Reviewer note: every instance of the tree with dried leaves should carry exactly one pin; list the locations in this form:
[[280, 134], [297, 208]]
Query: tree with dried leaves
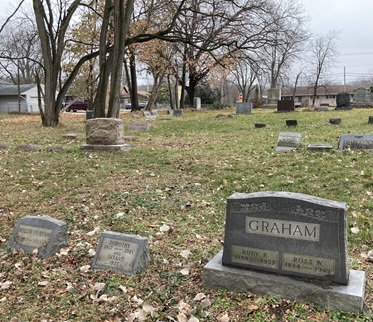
[[323, 56]]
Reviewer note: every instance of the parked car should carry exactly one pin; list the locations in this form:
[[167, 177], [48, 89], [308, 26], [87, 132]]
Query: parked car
[[78, 105]]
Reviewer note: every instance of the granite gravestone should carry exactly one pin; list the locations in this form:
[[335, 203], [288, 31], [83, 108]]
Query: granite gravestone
[[288, 141], [356, 141], [122, 253], [290, 245], [46, 234]]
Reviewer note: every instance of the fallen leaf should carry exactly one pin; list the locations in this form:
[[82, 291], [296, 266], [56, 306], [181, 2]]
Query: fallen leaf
[[43, 283], [85, 268], [223, 318], [185, 271], [185, 253], [199, 296], [355, 230], [5, 285], [164, 228]]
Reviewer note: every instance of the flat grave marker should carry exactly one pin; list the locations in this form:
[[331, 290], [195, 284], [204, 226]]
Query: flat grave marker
[[127, 254], [47, 235], [356, 141], [138, 126], [288, 141]]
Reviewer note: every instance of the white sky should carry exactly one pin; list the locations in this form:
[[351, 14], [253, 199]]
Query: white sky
[[353, 18]]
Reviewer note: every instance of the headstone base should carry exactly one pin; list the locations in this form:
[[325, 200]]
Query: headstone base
[[348, 297], [106, 148]]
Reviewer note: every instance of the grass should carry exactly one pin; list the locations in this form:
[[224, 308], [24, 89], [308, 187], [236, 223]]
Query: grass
[[178, 174]]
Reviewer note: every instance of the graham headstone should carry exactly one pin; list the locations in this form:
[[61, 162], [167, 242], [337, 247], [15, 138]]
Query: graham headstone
[[288, 141], [290, 245], [127, 254], [356, 141], [47, 235]]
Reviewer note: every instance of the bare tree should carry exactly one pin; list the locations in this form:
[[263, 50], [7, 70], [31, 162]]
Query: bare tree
[[323, 56]]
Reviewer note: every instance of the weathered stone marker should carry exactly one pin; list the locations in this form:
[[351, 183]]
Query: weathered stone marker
[[127, 254], [46, 234], [356, 141], [105, 134], [301, 239], [288, 141]]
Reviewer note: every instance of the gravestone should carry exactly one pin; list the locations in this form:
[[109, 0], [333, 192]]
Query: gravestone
[[273, 96], [47, 235], [243, 108], [138, 126], [197, 104], [285, 106], [320, 147], [356, 141], [288, 141], [105, 134], [289, 245], [335, 121], [177, 112], [127, 254]]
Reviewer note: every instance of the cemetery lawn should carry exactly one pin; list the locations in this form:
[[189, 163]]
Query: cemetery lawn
[[171, 188]]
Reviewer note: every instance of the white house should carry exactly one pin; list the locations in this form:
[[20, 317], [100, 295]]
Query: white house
[[22, 99], [325, 95]]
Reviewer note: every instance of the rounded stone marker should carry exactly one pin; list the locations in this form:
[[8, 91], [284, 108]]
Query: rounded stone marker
[[335, 121]]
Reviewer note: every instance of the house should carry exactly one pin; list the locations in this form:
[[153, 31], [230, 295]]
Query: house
[[325, 95], [21, 99]]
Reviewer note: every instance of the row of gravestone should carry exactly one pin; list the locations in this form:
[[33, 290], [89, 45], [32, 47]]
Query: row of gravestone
[[288, 141], [276, 243]]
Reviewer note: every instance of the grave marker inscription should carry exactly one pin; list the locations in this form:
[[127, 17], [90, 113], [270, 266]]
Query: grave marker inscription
[[288, 141], [123, 253], [287, 233], [47, 235]]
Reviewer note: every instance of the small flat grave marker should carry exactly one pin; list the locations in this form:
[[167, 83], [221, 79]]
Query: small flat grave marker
[[138, 126], [356, 141], [288, 141], [46, 234], [335, 121], [320, 147], [127, 254]]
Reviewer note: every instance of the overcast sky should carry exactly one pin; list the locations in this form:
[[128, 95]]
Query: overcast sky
[[354, 20]]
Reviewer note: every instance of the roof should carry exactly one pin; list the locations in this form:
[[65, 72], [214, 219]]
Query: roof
[[10, 90], [324, 90]]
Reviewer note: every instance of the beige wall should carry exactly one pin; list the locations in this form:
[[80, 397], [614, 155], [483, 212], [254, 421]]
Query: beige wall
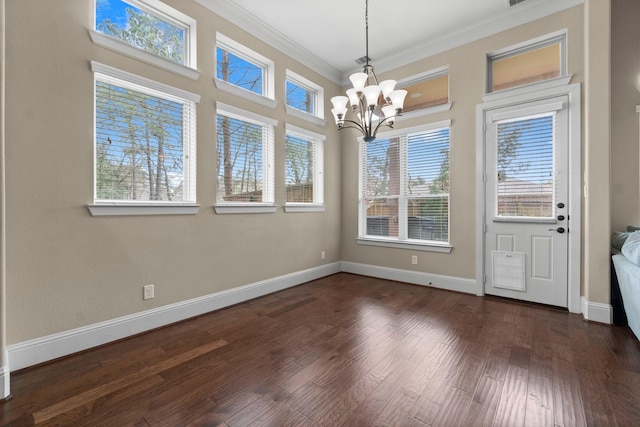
[[597, 151], [67, 269], [467, 71], [625, 96]]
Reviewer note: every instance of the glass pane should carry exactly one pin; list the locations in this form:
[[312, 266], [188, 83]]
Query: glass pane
[[299, 169], [240, 165], [428, 163], [382, 217], [525, 167], [301, 98], [383, 167], [140, 29], [238, 71], [525, 68], [427, 93], [139, 151], [428, 218]]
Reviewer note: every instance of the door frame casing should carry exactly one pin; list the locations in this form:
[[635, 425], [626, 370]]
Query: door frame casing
[[536, 92]]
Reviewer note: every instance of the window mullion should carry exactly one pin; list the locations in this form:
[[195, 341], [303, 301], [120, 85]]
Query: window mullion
[[402, 197]]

★ ★ ★

- **TRY IT**
The copy should match the records above exactly, except that pictures are dropped.

- **OUTPUT BELOW**
Reviewer note: every instance of the tree with dried leaves should carry exactly one pin; list the locations in this form:
[[280, 134], [297, 208]]
Query: tree with dried leaves
[[323, 56]]
Reviewer note: every instance of the parked car should carry exactly one pin; list the locations in this form:
[[167, 177], [48, 89], [308, 26], [87, 132]]
Query: parked car
[[78, 105]]
Reviewer note: every instance of the granite gravestone should carry exactly one pin; list the locations in this form:
[[335, 203], [288, 31], [83, 108]]
Query: granite gravestone
[[288, 141], [356, 141], [122, 253], [290, 245], [46, 234]]
Reviewer note: every instance of the fallen leaf should carry exactly one pin; list the locations in this form:
[[82, 291], [296, 266], [56, 306], [181, 2]]
Query: fallen leaf
[[43, 283], [85, 268], [223, 318], [185, 271], [185, 253], [199, 296], [355, 230], [5, 285], [164, 228]]
Reviewer note: every instance of the flat grave marker should carry exactly one pin; list the locations in this form:
[[331, 290], [195, 284], [204, 226]]
Query: flat grave marker
[[127, 254], [47, 235], [356, 141], [138, 126], [288, 141]]
Reviewer note: every instance of the white sky should carry exactly one pin; list the locations in this form:
[[351, 14], [253, 199]]
Query: white sky
[[353, 18]]
Reviewer note: every instance of the headstone base should carry exactly one pin; list the locations in this form:
[[325, 200]]
Query: headstone base
[[348, 297], [106, 148]]
Reviewer note: every instance of the grass should carry exactly one pin; list the locations in this form:
[[224, 308], [24, 89], [308, 187], [236, 223]]
Query: grass
[[178, 174]]
Reviewer note: every instance of the graham headstone should carry exactly one pin; list the locations in this form:
[[61, 162], [167, 242], [337, 247], [15, 138]]
Query: graham headstone
[[288, 141], [290, 245], [127, 254], [356, 141], [47, 235]]
Reviewer note: every instance of the bare tree should carry exactly one pin; list the locations in this form:
[[263, 50], [7, 70], [31, 162]]
Query: bare tree
[[323, 56]]
Reviewer note: every instance of the weathered stone marker should carry exactly one pin; list the locations in this form:
[[351, 183]]
Query: weathered stone marker
[[127, 254], [46, 234], [356, 141], [105, 134], [301, 239], [288, 141]]
Reviewer note: every instance of the gravestone should carry exactly one pin; list the locations in this form:
[[109, 0], [333, 192]]
Query: gravestone
[[273, 96], [47, 235], [243, 108], [138, 126], [197, 104], [285, 106], [320, 147], [356, 141], [288, 141], [105, 134], [289, 245], [335, 121], [177, 112], [127, 254]]
Reviewer note: every instance of the cemetery lawn should carry exactly one pin; list the locations in this form:
[[189, 163]]
Query: cemetery lawn
[[171, 188]]
Reviewer note: every instance of the white house should carry exactly one pin; list the locations in this form:
[[20, 317], [100, 295]]
Query: white house
[[22, 99], [325, 95]]
Reviewer note: every instance of the rounded stone marker should carry exactly one pin; list the locations in this form:
[[8, 91], [284, 108]]
Query: rounded stone marker
[[335, 121]]
Reviewer note: every instance of the house should carry exactly one pin; list the locations in this form:
[[153, 31], [230, 295]]
Query: house
[[325, 95], [21, 99]]
Reviewer note: every instance of the row of gravestone should carry exactly one pin; list the locations in this form:
[[33, 290], [89, 45], [32, 47]]
Query: row of gravestone
[[288, 141], [276, 243]]
Reviewer note: every instance of the grave marker inscription should carry exactly one pin; list the locations in this form:
[[127, 17], [90, 113], [270, 266]]
Query: grave marker inscription
[[288, 141], [123, 253], [287, 233], [47, 235]]
Reviewer note: every instance of the small flat grave marker should carry exactly one pin; list the locations in this form:
[[167, 83], [221, 79]]
Query: small flat grave marker
[[138, 126], [356, 141], [288, 141], [46, 234], [335, 121], [320, 147], [127, 254]]
Reviewer note: every instance of the overcast sky should carry exactly one pin; list the locations in this form:
[[128, 95]]
Query: overcast sky
[[354, 20]]
Reviewer note: every instance of the roof should carry exactly one pin; list the locations in this form:
[[65, 72], [214, 219]]
Query: roof
[[10, 90], [324, 90]]
Reviewer note: every instance of the beige wall should carry exactly one pin; list the locations in this form:
[[80, 397], [614, 155], [483, 212], [254, 421]]
Query: beige wall
[[597, 151], [67, 269], [467, 71], [625, 96]]
Reviewer note: every instance of the glass pane should carry exactly one pin; list the locations in this form:
[[312, 266], [188, 83]]
Query: glass pane
[[299, 169], [240, 165], [428, 163], [382, 217], [525, 167], [301, 98], [383, 167], [140, 29], [238, 71], [525, 68], [427, 93], [139, 151], [428, 218]]
Reviewer note: every instance of the door frame casing should carry exactly one pin; list the locations in this form:
[[635, 425], [626, 370]]
Query: door frame casing
[[536, 92]]
Reviewer note: every instance of the window mullion should carry exactly one pin; list the locations in this form:
[[195, 341], [303, 301], [120, 85]]
Query: window mullion
[[402, 197]]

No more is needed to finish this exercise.